Testo di partenza ::
Abusi edilizi, l’ultima parola spetta al Comune o alla Soprintendenza?
NORMATIVA
Abusi edilizi, l’ultima parola spetta al Comune o alla Soprintendenza?
Due pronunce del Tar Sicilia e Tar Puglia spiegano se la Soprintendenza può imporre sanzioni e cosa accade in caso di parere tardivo

06/05/2025 - I poteri della Soprintendenza nell’ambito dei procedimenti di condono e sanatoria edilizia o paesaggistica hanno dei limiti.
La Soprintendenza, ad esempio, non può imporre sanzioni e deve esprimere il proprio parere rispettando i termini di legge perché, in caso contrario, l’ultima parola spetta al Comune in cui si trova l’immobile da regolarizzare.

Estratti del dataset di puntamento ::

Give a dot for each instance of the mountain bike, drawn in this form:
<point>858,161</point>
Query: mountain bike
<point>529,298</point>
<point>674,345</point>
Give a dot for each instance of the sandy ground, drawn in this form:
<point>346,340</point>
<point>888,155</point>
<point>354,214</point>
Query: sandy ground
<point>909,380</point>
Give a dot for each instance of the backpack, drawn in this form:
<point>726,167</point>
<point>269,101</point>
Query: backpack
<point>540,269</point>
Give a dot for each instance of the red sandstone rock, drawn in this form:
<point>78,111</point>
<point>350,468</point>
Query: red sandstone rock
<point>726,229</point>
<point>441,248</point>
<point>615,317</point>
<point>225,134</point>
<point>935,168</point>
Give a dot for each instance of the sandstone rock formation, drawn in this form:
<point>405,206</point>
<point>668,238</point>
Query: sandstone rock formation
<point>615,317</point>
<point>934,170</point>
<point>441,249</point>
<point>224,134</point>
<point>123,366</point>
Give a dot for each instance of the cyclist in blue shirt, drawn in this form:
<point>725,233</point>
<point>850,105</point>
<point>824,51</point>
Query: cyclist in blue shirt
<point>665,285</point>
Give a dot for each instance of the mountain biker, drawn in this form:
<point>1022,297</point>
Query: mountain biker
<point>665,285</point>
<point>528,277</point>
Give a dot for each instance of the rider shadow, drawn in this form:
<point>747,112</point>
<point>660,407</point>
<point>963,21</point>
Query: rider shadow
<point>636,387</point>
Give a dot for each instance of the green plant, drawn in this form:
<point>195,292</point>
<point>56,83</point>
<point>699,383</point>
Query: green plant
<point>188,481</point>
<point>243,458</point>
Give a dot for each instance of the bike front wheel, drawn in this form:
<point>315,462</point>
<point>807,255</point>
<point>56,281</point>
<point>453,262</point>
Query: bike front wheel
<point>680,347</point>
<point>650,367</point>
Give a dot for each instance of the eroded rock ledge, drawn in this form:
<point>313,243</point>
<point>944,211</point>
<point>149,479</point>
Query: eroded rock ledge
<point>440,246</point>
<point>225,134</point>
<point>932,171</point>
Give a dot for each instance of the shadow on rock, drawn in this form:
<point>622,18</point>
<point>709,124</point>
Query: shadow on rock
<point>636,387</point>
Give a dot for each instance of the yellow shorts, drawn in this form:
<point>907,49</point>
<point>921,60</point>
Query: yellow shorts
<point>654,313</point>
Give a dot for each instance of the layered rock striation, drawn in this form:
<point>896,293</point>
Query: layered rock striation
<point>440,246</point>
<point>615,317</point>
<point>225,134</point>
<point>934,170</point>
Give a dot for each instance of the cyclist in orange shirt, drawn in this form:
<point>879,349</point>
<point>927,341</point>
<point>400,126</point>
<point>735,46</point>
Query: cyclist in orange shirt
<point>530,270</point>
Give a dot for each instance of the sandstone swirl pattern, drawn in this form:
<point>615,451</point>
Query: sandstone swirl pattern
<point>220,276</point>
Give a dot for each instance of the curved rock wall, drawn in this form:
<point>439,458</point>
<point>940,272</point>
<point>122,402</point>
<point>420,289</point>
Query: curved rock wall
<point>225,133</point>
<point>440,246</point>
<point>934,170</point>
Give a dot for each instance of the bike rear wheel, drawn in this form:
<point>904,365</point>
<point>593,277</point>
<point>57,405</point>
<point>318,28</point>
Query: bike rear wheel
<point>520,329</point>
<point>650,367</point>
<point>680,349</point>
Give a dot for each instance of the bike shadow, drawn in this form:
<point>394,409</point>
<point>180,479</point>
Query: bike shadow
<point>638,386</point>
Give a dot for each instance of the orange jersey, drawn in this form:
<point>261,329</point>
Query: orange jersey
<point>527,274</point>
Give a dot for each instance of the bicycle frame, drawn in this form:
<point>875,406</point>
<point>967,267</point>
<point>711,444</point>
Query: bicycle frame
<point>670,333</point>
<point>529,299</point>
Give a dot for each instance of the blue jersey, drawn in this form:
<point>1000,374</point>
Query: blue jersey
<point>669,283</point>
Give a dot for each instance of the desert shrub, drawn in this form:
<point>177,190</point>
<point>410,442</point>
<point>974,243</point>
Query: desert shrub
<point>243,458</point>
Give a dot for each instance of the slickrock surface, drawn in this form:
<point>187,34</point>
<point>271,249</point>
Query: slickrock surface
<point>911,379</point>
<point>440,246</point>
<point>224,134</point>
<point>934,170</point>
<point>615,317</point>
==
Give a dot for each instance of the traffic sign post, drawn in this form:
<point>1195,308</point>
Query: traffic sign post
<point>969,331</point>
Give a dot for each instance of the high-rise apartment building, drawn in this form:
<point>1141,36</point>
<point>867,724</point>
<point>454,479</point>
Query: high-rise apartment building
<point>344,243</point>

Esercizio proposto 1 ::
Copia dall'articolo sugli abusi edilizi il brano che comincia con "Due pronunce del" e prosegue fino a "l’immobile da regolarizzare.".
Esercizio proposto 2 ::
Elenca tutti gli enti e gli organi giudiziari nominati nell'articolo sugli abusi edilizi.
Esercizio proposto 3 ::
Scrivi il seguito dell'articolo sugli abusi edilizi, riprendendo subito dopo l'ultima frase.
I dati non hanno alcun ruolo nello svolgimento di questo esercizio.

Risposta corretta 1 ::
Due pronunce del Tar Sicilia e Tar Puglia spiegano se la Soprintendenza può imporre sanzioni e cosa accade in caso di parere tardivo

06/05/2025 - I poteri della Soprintendenza nell’ambito dei procedimenti di condono e sanatoria edilizia o paesaggistica hanno dei limiti.
La Soprintendenza, ad esempio, non può imporre sanzioni e deve esprimere il proprio parere rispettando i termini di legge perché, in caso contrario, l’ultima parola spetta al Comune in cui si trova l’immobile da regolarizzare.

Risposta corretta 2 ::
Comune
Soprintendenza
Tar Sicilia
Tar Puglia

Risposta corretta 3 ::
Sono queste, in sintesi, le conclusioni che emergono da due pronunce del Tar Sicilia e del Tar Puglia, in cui i giudici fanno considerazioni simili sul perimetro dei poteri della Soprintendenza.
Il caso è iniziato nel 2004, quando un cittadino siciliano ha chiesto il condono edilizio dopo aver realizzato una camera, cucina, veranda coperta con travi in legno lamellare e tegole piane e vano wc senza alcun titolo abilitativo.
Nel 2020 il cittadino chiede alla Soprintendenza il parere di compatibilità paesaggistica, ma la Soprintendenza emette parere negativo e ordina il ripristino dello stato dei luoghi. Nel 2024 il Comune nega il condono sulla base del parere negativo della Soprintendenza.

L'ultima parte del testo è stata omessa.